Within the records below, how many lines hold the string "blurred"? State that number and nothing else.

++++ Data listing

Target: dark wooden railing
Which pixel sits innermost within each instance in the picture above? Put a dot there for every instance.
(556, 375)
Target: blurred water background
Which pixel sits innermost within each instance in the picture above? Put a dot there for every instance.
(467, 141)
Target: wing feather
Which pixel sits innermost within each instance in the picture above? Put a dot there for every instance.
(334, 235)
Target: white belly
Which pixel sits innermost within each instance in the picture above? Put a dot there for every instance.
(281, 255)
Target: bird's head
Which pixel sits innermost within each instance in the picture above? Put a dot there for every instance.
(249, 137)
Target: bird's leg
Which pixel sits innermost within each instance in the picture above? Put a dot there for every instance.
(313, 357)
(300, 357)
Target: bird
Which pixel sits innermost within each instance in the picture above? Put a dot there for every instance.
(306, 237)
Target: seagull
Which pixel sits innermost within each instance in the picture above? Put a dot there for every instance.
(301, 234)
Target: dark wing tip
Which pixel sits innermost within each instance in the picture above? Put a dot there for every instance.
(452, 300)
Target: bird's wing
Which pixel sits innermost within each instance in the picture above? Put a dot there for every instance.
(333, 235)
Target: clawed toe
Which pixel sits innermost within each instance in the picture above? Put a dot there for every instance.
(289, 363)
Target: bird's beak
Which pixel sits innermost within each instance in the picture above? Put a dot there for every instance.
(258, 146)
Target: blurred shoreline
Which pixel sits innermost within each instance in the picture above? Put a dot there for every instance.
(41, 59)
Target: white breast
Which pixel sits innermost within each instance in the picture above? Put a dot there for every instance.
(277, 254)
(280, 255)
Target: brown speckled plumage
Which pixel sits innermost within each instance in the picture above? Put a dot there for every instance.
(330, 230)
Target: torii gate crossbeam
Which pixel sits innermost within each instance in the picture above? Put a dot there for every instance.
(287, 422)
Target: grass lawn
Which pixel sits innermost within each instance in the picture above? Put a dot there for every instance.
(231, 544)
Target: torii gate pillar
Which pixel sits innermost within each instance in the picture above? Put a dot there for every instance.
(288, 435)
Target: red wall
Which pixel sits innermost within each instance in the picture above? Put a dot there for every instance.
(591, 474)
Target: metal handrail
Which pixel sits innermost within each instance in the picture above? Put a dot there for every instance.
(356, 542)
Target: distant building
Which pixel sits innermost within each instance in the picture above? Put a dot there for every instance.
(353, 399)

++++++++

# [Exercise response]
2